Study material
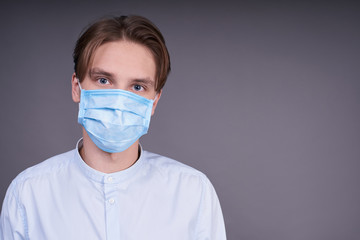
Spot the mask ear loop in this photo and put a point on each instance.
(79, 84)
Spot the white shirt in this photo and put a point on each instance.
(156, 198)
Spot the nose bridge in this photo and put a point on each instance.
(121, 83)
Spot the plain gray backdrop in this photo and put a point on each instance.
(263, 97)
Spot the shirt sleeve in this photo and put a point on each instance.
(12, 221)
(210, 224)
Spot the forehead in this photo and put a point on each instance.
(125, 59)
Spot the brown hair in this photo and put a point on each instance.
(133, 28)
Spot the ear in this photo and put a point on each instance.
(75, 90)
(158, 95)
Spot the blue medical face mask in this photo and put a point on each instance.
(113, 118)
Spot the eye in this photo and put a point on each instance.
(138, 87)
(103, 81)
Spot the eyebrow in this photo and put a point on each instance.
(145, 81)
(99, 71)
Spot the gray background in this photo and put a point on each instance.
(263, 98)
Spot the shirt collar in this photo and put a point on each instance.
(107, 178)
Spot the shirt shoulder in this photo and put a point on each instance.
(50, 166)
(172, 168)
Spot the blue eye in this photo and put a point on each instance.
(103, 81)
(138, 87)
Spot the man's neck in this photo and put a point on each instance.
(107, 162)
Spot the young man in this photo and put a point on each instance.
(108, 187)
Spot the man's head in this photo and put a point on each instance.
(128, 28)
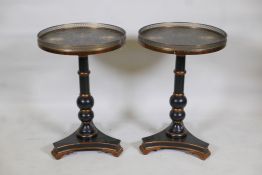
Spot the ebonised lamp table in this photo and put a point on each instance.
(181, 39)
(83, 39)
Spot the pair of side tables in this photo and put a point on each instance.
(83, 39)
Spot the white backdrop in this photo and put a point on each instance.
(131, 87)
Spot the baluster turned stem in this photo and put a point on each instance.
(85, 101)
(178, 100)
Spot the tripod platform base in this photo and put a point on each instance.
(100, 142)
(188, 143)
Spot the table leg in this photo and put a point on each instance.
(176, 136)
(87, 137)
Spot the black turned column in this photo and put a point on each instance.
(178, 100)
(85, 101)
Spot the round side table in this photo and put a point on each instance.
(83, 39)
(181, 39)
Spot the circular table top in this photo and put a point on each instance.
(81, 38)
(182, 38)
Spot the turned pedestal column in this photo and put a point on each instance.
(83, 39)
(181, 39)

The problem
Your reply should be an exact copy of every line from the line with "Spot the turned" through the final line of the data, and nothing more.

Task solution
Spot the turned pedestal column in this photo and put a point on each instance.
(83, 39)
(181, 39)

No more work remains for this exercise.